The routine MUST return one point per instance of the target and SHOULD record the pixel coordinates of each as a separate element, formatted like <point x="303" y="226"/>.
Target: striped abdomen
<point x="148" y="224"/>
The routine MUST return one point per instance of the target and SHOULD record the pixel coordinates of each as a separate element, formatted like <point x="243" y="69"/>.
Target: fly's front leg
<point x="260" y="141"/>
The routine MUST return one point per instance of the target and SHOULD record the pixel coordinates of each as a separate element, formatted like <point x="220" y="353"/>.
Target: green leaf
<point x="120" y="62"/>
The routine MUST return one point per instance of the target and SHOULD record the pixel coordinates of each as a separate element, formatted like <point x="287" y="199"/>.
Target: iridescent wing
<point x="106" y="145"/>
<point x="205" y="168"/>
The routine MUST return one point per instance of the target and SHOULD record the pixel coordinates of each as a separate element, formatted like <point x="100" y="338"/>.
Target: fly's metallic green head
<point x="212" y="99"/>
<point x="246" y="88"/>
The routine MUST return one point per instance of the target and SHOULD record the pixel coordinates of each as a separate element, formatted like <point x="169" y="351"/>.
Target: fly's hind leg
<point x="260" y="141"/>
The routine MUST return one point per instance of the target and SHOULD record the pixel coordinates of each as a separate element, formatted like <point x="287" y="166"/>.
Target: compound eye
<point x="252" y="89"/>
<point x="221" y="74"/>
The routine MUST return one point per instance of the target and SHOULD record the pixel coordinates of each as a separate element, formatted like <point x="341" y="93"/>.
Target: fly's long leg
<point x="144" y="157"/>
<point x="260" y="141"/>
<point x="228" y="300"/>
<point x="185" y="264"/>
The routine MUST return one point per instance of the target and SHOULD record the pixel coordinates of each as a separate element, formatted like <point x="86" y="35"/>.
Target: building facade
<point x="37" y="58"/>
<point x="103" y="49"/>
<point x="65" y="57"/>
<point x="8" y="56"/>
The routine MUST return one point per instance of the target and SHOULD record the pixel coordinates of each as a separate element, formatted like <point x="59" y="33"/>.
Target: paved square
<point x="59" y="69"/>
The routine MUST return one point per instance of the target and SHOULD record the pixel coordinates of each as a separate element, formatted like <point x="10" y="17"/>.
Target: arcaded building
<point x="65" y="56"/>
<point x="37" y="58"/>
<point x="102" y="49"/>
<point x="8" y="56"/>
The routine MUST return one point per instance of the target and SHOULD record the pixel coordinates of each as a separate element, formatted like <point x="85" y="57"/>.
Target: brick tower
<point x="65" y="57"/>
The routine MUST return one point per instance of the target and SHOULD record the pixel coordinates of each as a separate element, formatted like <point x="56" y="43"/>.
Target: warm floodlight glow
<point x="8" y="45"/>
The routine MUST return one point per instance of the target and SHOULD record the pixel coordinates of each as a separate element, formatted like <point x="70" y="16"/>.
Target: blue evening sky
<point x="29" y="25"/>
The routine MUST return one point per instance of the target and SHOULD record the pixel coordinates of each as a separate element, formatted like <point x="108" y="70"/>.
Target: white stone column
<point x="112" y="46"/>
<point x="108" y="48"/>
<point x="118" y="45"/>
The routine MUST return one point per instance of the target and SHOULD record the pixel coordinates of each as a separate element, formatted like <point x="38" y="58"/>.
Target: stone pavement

**Stated task:** Return all of the entries exactly as they were supplied.

**Result:**
The routine MUST return one point per instance of the target and SHOULD record the pixel coordinates of each as a separate element, formatted like <point x="303" y="226"/>.
Target: striped abdomen
<point x="148" y="224"/>
The routine MUST return one point per instance of the target and SHOULD record the pixel coordinates of each as a separate element, formatted like <point x="243" y="69"/>.
Target: fly's front leg
<point x="260" y="141"/>
The routine MUST return one point per instance of the target and SHOULD record the pixel coordinates of each as a separate element, formatted like <point x="220" y="353"/>.
Target: green leaf
<point x="120" y="62"/>
The routine MUST return one point per instance of the target and SHOULD record the pixel coordinates of each as a separate element, formatted like <point x="287" y="199"/>.
Target: iridescent wing
<point x="106" y="145"/>
<point x="205" y="168"/>
The routine MUST return one point per instance of the target and SHOULD record the pixel coordinates of each as a separate element, formatted like <point x="100" y="338"/>.
Target: fly's metallic green head
<point x="212" y="99"/>
<point x="246" y="88"/>
The routine MUST return one point per instance of the target and SHOULD record the pixel coordinates of each as a separate element, formatted like <point x="169" y="351"/>.
Target: fly's hind leg
<point x="260" y="141"/>
The routine MUST return one point per instance of the target and SHOULD record the pixel coordinates of each as a separate element, formatted like <point x="287" y="166"/>.
Target: compound eye
<point x="252" y="89"/>
<point x="221" y="74"/>
The routine MUST return one point per instance of the target and SHOULD record the pixel coordinates of each as a separate element, formatted like <point x="341" y="93"/>.
Target: fly's long leg
<point x="144" y="157"/>
<point x="260" y="141"/>
<point x="228" y="300"/>
<point x="185" y="264"/>
The routine MUST return one point per instance of the target and SHOULD record the pixel coordinates of each as a separate element, formatted like <point x="86" y="35"/>.
Target: building facade
<point x="37" y="58"/>
<point x="103" y="49"/>
<point x="65" y="57"/>
<point x="8" y="56"/>
The routine MUST return one point per instance of the target and SHOULD record the pixel coordinates of each as a separate element, formatted like <point x="59" y="33"/>.
Target: paved square
<point x="59" y="69"/>
The routine MUST return one point per instance of the target and SHOULD record the pixel coordinates of each as a separate element, formatted like <point x="10" y="17"/>.
Target: arcaded building
<point x="65" y="56"/>
<point x="37" y="58"/>
<point x="102" y="49"/>
<point x="8" y="56"/>
The routine MUST return one point per instance of the target and SHOULD record the pixel coordinates of each as a separate element, formatted like <point x="85" y="57"/>.
Target: brick tower
<point x="65" y="57"/>
The routine MUST return one point per instance of the target and SHOULD record the pixel coordinates of each as a separate element, formatted like <point x="56" y="43"/>.
Target: warm floodlight glow
<point x="8" y="45"/>
The routine MUST return one point per instance of the target and SHOULD record the pixel coordinates of each as a separate element, formatted like <point x="70" y="16"/>.
Target: blue evening sky
<point x="29" y="25"/>
The routine MUST return one point per instance of the target and SHOULD record the pixel coordinates of each as a separate element, formatted like <point x="108" y="70"/>.
Target: white stone column
<point x="112" y="46"/>
<point x="108" y="48"/>
<point x="118" y="45"/>
The routine MUST return one point per instance of the target and SHOULD record the pixel coordinates of each as a separate element, formatted like <point x="38" y="58"/>.
Target: stone pavement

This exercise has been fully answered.